→ **Excerpted text**
= = = = =

Chicken bodies range from tiny Bantams to massive Brahmas and Jersey Giants. Most flock owners typically favor brown egg laying breeds that weigh five to eight pounds. Nests measuring about 12” deep, 12” wide and 8 to 12” high work just fine for these mid-sized birds. Making a nest box is one of the simplest carpentry projects. A five-foot-long 1″ x 12” board cut to one-foot lengths is big enough for a single nest. A 10-foot board will make two nests. Be sure to cut a piece of scrap wood about 4” wide and 12” long and nail it to the bottom of the outside of the nest. It holds the nest bedding in place and keeps eggs from rolling out.

Nest Placement

In addition to cramming into a single nest chickens seem to delight in making egg collecting challenging. They’ll choose to lay in the nest that’s hardest for a person to reach. It might be down close to the floor requiring bending to gather or in the box farthest from the coop door. The solution is simply to not give them the option of laying in an inconvenient place.    

The more often eggs are collected the less time they will be in the nest to get dirty, stale or broken. Convenience makes frequent collection pleasant and likely. Place nest boxes close to the coop door in an easy to reach place. An even better solution is to craft the coop, or buy a manufactured one, that has nests protruding from the exterior wall with a trap door on top. That makes entering the coop unnecessary for collecting eggs. Just lift up the trap door, reach down, and gather.  

Nest Linings

Some hens will pop into a nest and lay an egg in a minute or two. Then she’s back on the floor. For other hens laying is a lengthy process. She’ll sit in the nest a long time.  Every once in a while, she’ll jostle around. If three or four other hens are jammed into the same nest movement is likely to break an egg or two. Soft padding on the nest’s bottom helps prevent broken eggs and makes the laying experience more comfortable for hens. Many items work well to cushion eggs.

Wood shavings:  Sawdust and wood shavings make ideal nest linings, but they have one major problem. Put a couple of inches of fragrant shavings in the nest, and the daily movement of hens will push much of it out. It needs to be replaced often. Larger sized wood shavings tend to stay in place longer than sawdust.

Commercial liners: Several companies sell nest liners, usually made from plastic mats or woven wood fiber. They are ideal. Since each is a single piece that fits snugly in the bottom of the nest hens can’t scratch it out like they do with wood shavings. Plastic ones can be washed occasionally. Soiled wood fiber ones can be composted. 

Plastic door mat: Home stores commonly sell green plastic door mats made to enable someone to rub dirty shoes off before entering the house. They are inexpensive and can be easily cut to nest size with a knife. They cushion eggs, can be easily washed, and hens can’t scratch them out of the nest. 

Straw:  Straw is the classic nest lining that’s been used for thousands of years because it works. Straw fibers tend to somewhat interlock so hens have a hard time scratching them out of the nest. Straw soils and packs down over time, so it needs to be replaced occasionally. Used straw makes great garden mulch. A bale should last a year or more.

Homemade Straw: Folks who mow a lawn can make their own nest lining free. Simply let the grass grow six or seven inches high. Then mow it on a warm, breezy, sunny day.  The mower will spit out clumps of cut grass. Rake them into loose windrows that allow the air to blow through the stalks and dry them. On a low humidity day with a light wind it only takes a few hours for grass to cure. Then rake it up and store it in a metal garbage can or another container with a tight-fitting lid. Line the nest with a couple of inches of the homemade straw.  It’s softness cushions eggs while its sweet smell makes collecting a joy.

Most people keep a few chickens in a backyard coop for the delicious fresh eggs they lay.  Eggs are gems of the coop, and careful placement and management of nest boxes makes it likely that every egg will be clean and easy to gather.

= = = = =

→ **Entries shown**
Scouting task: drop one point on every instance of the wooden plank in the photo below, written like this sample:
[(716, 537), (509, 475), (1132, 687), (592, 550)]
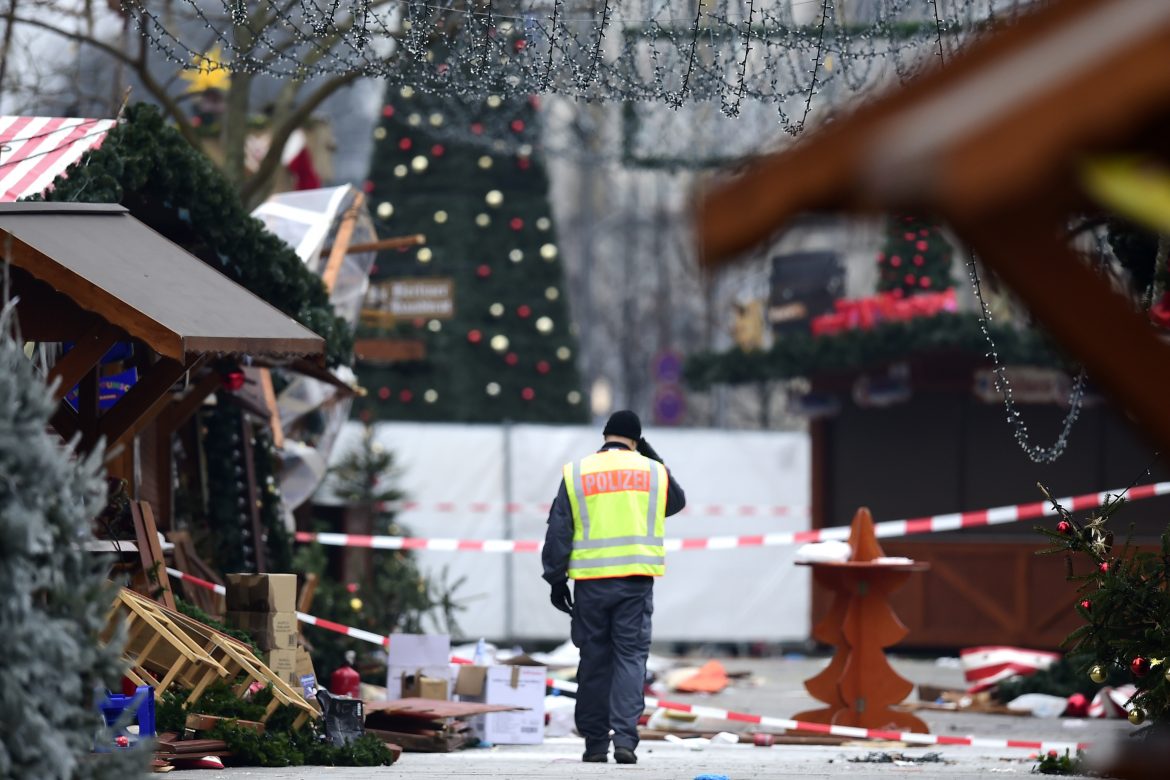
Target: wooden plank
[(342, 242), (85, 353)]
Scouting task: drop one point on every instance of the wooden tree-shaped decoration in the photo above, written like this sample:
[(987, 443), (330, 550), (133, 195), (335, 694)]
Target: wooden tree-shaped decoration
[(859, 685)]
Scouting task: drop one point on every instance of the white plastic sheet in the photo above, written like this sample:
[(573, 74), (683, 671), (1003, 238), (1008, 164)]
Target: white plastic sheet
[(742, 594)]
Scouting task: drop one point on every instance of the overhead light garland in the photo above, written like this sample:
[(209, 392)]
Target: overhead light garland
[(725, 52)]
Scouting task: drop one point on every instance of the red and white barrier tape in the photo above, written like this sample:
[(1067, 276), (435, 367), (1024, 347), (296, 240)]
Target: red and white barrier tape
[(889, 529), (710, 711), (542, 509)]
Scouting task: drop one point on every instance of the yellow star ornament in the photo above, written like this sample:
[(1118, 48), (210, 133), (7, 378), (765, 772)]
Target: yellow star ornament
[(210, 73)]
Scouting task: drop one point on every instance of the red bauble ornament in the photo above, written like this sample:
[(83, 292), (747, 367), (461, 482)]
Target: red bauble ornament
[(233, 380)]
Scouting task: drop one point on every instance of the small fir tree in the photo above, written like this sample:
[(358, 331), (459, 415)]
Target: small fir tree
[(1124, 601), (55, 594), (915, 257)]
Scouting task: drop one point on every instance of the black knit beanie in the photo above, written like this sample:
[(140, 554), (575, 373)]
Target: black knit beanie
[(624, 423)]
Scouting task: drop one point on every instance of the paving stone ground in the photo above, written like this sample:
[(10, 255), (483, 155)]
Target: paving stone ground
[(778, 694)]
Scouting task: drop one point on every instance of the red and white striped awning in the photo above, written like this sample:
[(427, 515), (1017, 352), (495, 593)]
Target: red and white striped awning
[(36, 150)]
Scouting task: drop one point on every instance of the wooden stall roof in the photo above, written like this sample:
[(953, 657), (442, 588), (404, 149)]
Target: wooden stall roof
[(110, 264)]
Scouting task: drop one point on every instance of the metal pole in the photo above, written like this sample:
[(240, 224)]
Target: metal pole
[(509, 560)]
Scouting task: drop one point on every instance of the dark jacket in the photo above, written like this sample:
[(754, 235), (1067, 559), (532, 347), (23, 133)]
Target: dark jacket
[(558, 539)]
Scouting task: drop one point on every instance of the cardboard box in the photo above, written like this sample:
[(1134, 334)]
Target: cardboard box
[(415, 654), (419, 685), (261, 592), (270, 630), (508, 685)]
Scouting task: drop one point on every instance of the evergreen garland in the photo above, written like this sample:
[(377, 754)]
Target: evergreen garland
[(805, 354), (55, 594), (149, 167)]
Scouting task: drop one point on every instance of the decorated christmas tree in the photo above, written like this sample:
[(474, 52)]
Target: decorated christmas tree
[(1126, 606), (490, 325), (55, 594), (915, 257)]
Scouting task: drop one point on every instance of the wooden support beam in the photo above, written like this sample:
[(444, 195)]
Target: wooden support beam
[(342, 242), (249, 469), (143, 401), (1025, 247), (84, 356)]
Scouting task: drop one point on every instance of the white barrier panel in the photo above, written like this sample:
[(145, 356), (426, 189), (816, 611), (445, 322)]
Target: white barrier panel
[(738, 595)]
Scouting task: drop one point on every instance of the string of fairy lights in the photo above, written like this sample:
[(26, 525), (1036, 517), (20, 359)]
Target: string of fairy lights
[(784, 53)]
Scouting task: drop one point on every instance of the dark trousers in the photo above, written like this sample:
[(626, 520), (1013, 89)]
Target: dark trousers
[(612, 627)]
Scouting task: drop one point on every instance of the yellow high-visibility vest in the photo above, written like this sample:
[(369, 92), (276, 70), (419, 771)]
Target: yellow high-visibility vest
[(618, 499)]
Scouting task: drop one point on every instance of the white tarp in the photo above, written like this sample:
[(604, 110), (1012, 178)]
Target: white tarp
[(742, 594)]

= = = = =

→ **What you are asked to do**
Rewrite the stretch of the chicken nest box text from "Some hens will" through "longer than sawdust.", changing "Soft padding" to "A cushioned layer".

→ **Output**
Some hens will pop into a nest and lay an egg in a minute or two. Then she’s back on the floor. For other hens laying is a lengthy process. She’ll sit in the nest a long time.  Every once in a while, she’ll jostle around. If three or four other hens are jammed into the same nest movement is likely to break an egg or two. A cushioned layer on the nest’s bottom helps prevent broken eggs and makes the laying experience more comfortable for hens. Many items work well to cushion eggs.

Wood shavings:  Sawdust and wood shavings make ideal nest linings, but they have one major problem. Put a couple of inches of fragrant shavings in the nest, and the daily movement of hens will push much of it out. It needs to be replaced often. Larger sized wood shavings tend to stay in place longer than sawdust.